Aim of the exercise: Your task is to transcribe all the entries exactly, excluding pictures.

Dataset records:
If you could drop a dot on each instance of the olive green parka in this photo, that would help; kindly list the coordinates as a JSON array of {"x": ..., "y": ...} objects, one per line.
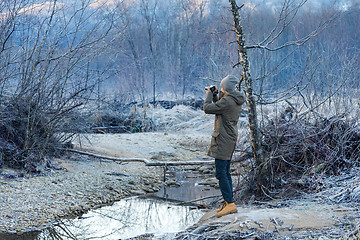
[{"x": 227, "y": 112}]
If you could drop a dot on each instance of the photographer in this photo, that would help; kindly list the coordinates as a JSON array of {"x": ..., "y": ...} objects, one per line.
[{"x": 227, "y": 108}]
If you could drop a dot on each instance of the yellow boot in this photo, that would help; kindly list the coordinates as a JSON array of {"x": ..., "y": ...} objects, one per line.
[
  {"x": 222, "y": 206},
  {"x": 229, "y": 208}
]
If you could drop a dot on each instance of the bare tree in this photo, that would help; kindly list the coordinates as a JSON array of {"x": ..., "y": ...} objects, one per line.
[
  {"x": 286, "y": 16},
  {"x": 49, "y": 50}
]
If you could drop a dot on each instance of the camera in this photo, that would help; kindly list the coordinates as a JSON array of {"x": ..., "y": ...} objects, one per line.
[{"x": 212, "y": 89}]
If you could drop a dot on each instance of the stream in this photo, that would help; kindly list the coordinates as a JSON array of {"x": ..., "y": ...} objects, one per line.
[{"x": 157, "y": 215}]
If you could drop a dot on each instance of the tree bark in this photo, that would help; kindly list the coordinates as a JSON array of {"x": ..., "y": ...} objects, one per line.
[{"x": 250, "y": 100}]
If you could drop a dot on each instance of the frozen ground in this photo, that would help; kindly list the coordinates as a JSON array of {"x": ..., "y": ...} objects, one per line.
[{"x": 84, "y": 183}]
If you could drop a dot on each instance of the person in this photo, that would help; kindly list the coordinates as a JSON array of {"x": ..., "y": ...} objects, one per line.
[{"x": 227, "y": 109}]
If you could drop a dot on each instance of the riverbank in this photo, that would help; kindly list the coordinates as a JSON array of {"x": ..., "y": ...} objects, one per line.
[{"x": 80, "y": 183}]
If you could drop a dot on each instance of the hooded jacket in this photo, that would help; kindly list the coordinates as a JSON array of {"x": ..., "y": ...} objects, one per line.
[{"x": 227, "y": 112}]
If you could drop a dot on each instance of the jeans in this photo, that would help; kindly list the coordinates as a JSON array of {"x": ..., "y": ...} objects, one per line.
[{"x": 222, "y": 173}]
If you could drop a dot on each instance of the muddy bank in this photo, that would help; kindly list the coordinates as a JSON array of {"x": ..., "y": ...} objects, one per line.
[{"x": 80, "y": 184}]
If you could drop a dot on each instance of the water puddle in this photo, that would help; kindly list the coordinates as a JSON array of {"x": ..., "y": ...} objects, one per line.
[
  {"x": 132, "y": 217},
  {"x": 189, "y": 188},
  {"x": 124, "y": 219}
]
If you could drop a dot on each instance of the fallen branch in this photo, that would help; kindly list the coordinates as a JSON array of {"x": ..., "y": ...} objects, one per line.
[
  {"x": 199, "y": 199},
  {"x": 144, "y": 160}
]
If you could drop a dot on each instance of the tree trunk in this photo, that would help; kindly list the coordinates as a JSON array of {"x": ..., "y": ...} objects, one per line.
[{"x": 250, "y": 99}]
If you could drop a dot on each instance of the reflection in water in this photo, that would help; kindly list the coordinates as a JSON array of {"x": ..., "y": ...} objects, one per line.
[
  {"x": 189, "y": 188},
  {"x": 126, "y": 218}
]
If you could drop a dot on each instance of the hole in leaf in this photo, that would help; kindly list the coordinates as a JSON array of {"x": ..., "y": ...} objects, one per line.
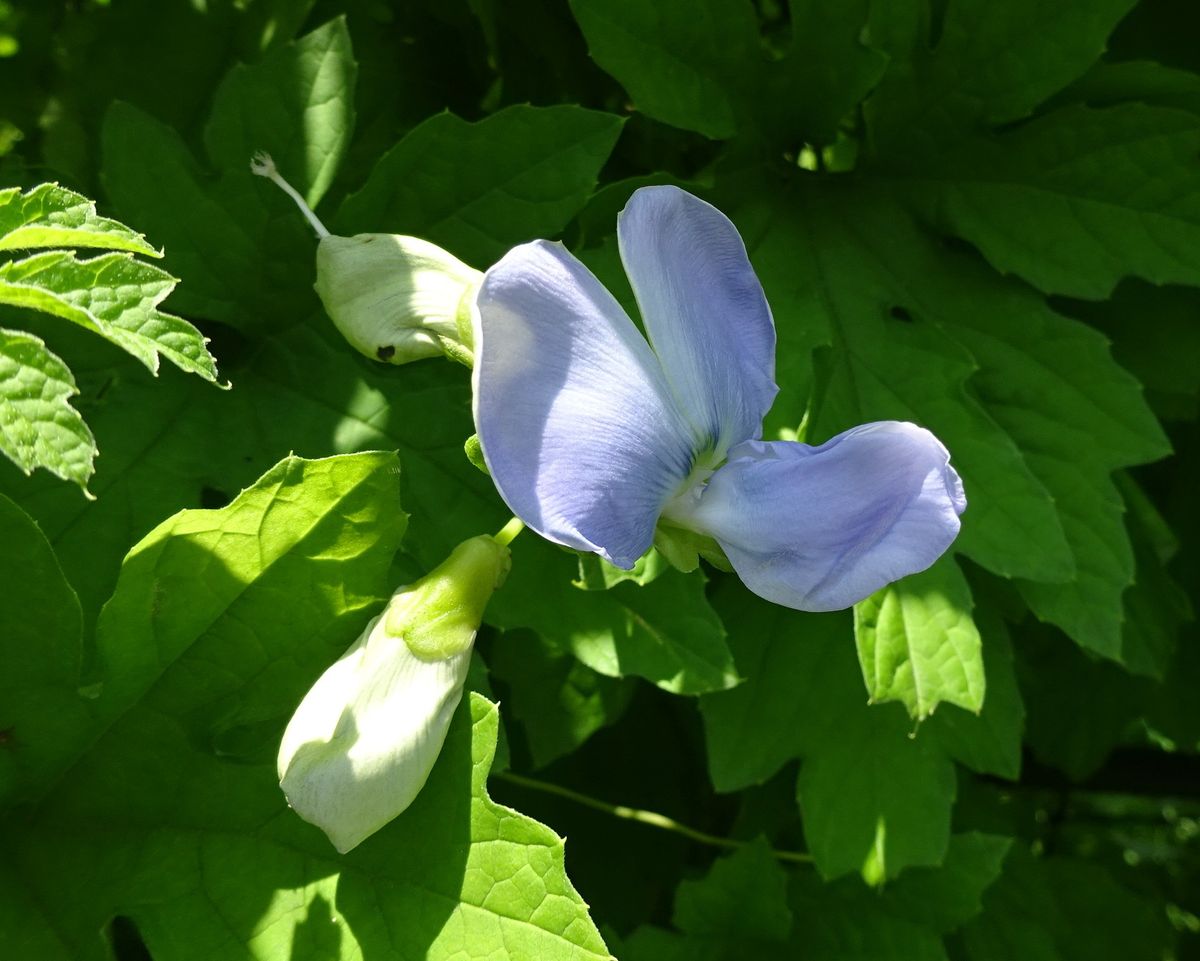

Task response:
If you could drop a dot on each instance of the olive green parka in this photo, that would help; kindly list the coordinates as a JSON array of {"x": ..., "y": ...} objects, one per line.
[{"x": 227, "y": 112}]
If you could drop a dot on each instance of the photographer in this photo, that would help; kindly list the coordinates as a JSON array of {"x": ..., "y": ...} objects, one per line.
[{"x": 227, "y": 108}]
If you could drop a dot on each instance of the yellow boot in this photo, that would help; kindly list the coordinates as a JSON array of {"x": ..., "y": ...} objects, one per line.
[
  {"x": 222, "y": 206},
  {"x": 229, "y": 208}
]
If you could drop a dot on each instance of the bare tree in this photo, that would help; kindly list the coordinates as a JSON array of {"x": ..., "y": ...} objects, one per line.
[
  {"x": 286, "y": 16},
  {"x": 49, "y": 50}
]
If you could drop a dot on each instance of the camera in this photo, that would help; kindly list the coordinates as a JSON array of {"x": ..., "y": ...} objects, one per line.
[{"x": 212, "y": 89}]
If you could drop a dot on each instance of the stream in this photo, that would help; kindly list the coordinates as a JSON array of {"x": ..., "y": ...} objects, one per line.
[{"x": 157, "y": 215}]
If you could drop a dot on each instance of the tree bark in this photo, that would help; kindly list the coordinates as a JSON array of {"x": ..., "y": ...} objects, one per line.
[{"x": 250, "y": 100}]
If you could drop a dot on each instance of the frozen ground in this photo, that would help; kindly list the coordinates as a JSON array of {"x": ..., "y": ...} objects, one per line.
[{"x": 84, "y": 183}]
If you could drop a dot on each instance of the person in this photo, that would help; kindly list the coordinates as a JSON array of {"x": ..., "y": ...} objects, one per line.
[{"x": 227, "y": 109}]
If you could drop a dot on each instance of the riverbank in this photo, that would help; kindly list the coordinates as a JSON array of {"x": ..., "y": ...} objects, one per line.
[{"x": 80, "y": 183}]
If you could drop a dot on each instance of the hooded jacket in this photo, that would help; kindly list the coordinates as a JSON array of {"x": ..., "y": ...} objects, one per line.
[{"x": 227, "y": 112}]
If you could drop a dot on each instance of the jeans in this photo, that would help; kindly list the coordinates as a JSON array of {"x": ..., "y": ...} objects, one per line.
[{"x": 222, "y": 173}]
If you could drop a dot on each instance of the muddy bank in this photo, that would help; kindly list the coordinates as a JSON array of {"x": ..., "y": ...} objects, one per line.
[{"x": 80, "y": 184}]
If you could drop a dot on each instance of the water puddle in this photo, that would help; kindly list the coordinates as a JSON array of {"x": ..., "y": ...} objects, one per line.
[
  {"x": 132, "y": 217},
  {"x": 189, "y": 188},
  {"x": 124, "y": 219}
]
If you could drop a dot on each instance of the fallen branch in this photo, that would help; kindly list the coordinates as a JSON array of {"x": ..., "y": ...} objects, one per line.
[
  {"x": 199, "y": 199},
  {"x": 144, "y": 160}
]
If you could drop a dot on each instance of the tree trunk in this photo, that would help; kindly list the coordinates as a JSON array of {"x": ..., "y": ...} objects, one per line.
[{"x": 250, "y": 99}]
If you could drop a dot on each instance of the reflection in water in this photo, that would help; kindly list the coordinates as a JSON array of {"x": ..., "y": ...} objects, one per line.
[
  {"x": 189, "y": 188},
  {"x": 126, "y": 218}
]
If you could drop a dot on each instance of the hole in leaf in this photo, that would help; kindly list the coordinates as a JSON array of {"x": ..., "y": ...} objects, one per line.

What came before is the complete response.